• The request: Print the records below word for word, but leave out the pictures.

• Data records:
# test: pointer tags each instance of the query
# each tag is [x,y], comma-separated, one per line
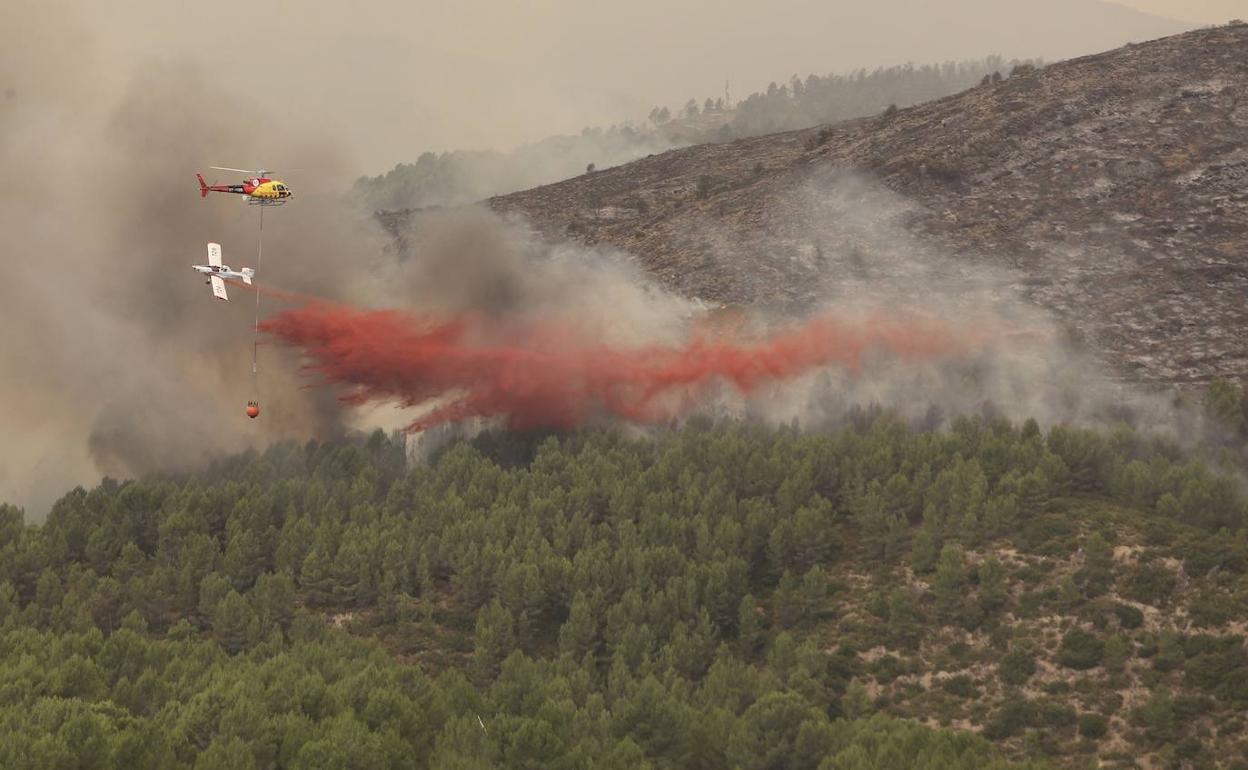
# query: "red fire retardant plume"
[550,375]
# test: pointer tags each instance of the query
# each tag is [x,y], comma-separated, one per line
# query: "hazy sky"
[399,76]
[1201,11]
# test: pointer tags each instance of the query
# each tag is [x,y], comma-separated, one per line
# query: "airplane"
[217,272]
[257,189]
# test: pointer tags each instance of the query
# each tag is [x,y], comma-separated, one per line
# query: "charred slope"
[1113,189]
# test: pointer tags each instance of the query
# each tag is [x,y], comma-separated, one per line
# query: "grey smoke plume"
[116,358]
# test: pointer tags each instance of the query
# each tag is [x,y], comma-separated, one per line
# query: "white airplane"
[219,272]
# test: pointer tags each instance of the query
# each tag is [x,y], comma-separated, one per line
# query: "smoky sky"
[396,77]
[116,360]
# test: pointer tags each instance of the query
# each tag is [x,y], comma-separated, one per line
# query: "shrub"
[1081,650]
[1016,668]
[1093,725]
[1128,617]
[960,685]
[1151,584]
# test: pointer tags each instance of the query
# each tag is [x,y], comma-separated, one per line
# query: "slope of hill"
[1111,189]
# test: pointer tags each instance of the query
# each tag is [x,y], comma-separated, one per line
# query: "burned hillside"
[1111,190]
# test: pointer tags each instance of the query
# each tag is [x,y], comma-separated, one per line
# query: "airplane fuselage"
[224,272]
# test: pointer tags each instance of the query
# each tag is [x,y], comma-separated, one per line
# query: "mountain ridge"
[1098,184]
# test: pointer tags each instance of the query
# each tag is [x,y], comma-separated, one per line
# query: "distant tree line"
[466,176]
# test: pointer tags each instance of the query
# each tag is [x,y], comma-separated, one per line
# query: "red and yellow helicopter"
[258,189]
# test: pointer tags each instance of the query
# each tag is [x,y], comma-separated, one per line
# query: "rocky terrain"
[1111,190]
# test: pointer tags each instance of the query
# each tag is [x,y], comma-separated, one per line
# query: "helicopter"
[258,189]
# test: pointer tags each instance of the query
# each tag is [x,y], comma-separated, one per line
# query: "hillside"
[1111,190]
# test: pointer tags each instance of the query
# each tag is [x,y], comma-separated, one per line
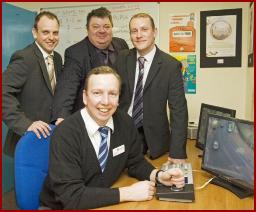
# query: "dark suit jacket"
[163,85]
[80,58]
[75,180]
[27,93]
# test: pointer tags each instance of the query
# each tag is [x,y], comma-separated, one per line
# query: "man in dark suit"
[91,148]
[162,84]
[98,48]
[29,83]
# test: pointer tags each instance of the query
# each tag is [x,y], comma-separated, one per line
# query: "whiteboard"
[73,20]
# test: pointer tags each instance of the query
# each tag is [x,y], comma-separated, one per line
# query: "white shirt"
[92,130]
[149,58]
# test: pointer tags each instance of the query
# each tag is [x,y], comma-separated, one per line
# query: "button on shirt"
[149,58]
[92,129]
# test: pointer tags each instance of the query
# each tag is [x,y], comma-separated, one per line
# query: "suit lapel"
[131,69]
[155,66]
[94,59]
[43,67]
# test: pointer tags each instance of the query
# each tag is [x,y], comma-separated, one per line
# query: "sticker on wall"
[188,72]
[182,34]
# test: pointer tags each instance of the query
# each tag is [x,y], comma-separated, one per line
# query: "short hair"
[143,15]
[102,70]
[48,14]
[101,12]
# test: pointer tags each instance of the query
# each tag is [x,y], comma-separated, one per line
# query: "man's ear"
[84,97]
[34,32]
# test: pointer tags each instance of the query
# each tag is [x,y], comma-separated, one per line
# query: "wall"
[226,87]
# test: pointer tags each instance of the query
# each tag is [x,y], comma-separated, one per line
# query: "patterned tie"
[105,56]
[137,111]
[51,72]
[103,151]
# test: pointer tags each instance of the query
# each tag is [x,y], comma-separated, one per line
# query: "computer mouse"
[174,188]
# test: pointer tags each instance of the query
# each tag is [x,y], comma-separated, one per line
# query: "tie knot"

• Response to this exercise:
# test: pointer tags each instance of the query
# each tag is [x,y], comma-separated, one per line
# query: "red fire retardant plume"
[550,375]
# test: pointer tags each instance of the query
# each tag is [x,y], comma-separated, one per line
# query: "hazy sky"
[399,76]
[1201,11]
# test: pointer tags each instance of the query
# each tag is [x,y], comma-separated, one per line
# query: "airplane"
[217,272]
[257,189]
# test: pointer tags each instance of the query
# each tag is [x,y], comma-separated, one per line
# query: "charred slope"
[1113,189]
# test: pointer tags each instance of the query
# each tag is [x,y], comma-separated, one per line
# query: "grey smoke plume"
[116,358]
# test: pointer tags each instance of the query
# each tag is [x,y], comma-separated, one per line
# query: "white airplane"
[219,272]
# test: pointer tags each instance of the query
# each tag is [x,y], comma-separated, one per line
# query: "smoky sky"
[396,77]
[116,360]
# test: pointer tags each instance of the query
# each tag is [x,y], comma-separated, one per line
# query: "shrub"
[1081,650]
[1016,668]
[1093,725]
[1128,617]
[960,685]
[1151,584]
# test: pointer tags each instance of the query
# each tag is [x,y], comma-separated, one per line
# query: "slope of hill"
[1111,189]
# test: pointer tags each instance of the query
# each tag is [x,y], comma-separated, one per line
# query: "burned hillside"
[1111,190]
# test: pointer tags each instance of the query
# each tag is [x,y], comma-separated, one per line
# query: "airplane fuselage"
[224,272]
# test: pointer tags each instance of the query
# each tag is [x,y], comma-separated, one per line
# query: "mountain ridge"
[1098,184]
# test: pointer tags each instance of the query
# each tag is [x,y], comma-separated, one per line
# query: "distant tree line"
[466,176]
# test: pointer tags each instance of the query
# each tag is [x,y], comma-separated, one per line
# query: "red and yellow helicopter"
[258,189]
# test: pointer tags each instance of the query
# each tag is [x,y], comma-separated, one per line
# query: "rocky terrain"
[1111,190]
# test: pointer tags each instance of the query
# each tag is [x,y], comma-separated, one per line
# query: "helicopter"
[258,189]
# test: pointer tags each instance of the query
# each tag is [x,y], comma-separated, one per line
# query: "hillside"
[1111,190]
# test: pointer tags each instance of the query
# each tag is [x,y], comma-separated, one per line
# query: "dark suit jacket"
[163,85]
[80,58]
[75,180]
[27,93]
# test: pointer tags each instance of the query
# each tag is [x,y], comma-separated, one per line
# query: "man in dark suit"
[91,148]
[162,84]
[98,48]
[29,83]
# test: pointer tags each instance of the query
# each tag is [x,y], comma-separated, one per line
# query: "whiteboard"
[73,20]
# test: pointer tags each instance of the query
# each tag is [x,y], comma-separated, one per line
# query: "white shirt"
[92,130]
[149,58]
# test: pointer tags each instance of the query
# each tag is [x,y], comma-separated, one per line
# query: "button on shirt"
[149,58]
[92,129]
# test: pointer tags each instance of the query
# each tag is [x,y], comma-separated, one per line
# query: "suit lapel"
[131,69]
[155,66]
[94,59]
[43,67]
# test: pointer tags each instance of the query
# each tag is [x,y], comma-separated, one per line
# query: "sticker on wall"
[188,72]
[182,34]
# test: pointer tags each instance of the query
# each tag is [x,y], comma-separated, one per line
# query: "short hair"
[143,15]
[102,70]
[48,14]
[101,12]
# test: pointer tags each instance of the query
# each tag is [x,y], comma-separated, one per line
# query: "man's ear"
[84,97]
[34,32]
# test: pointer tags each instance of the query
# each tag is [x,y], comma-separated, one per line
# query: "wall"
[226,87]
# test: pointer tags each instance of the query
# each tag is [x,y], comma-separated, one per line
# query: "patterned tie"
[105,56]
[137,111]
[51,72]
[103,151]
# test: pointer tags each instance of the query
# each tag is [x,y], comma-separated, one per line
# query: "computer mouse"
[174,188]
# test: pointer tags each instance of the query
# each tag is [x,y], comma-separated, one per line
# query: "tie knot"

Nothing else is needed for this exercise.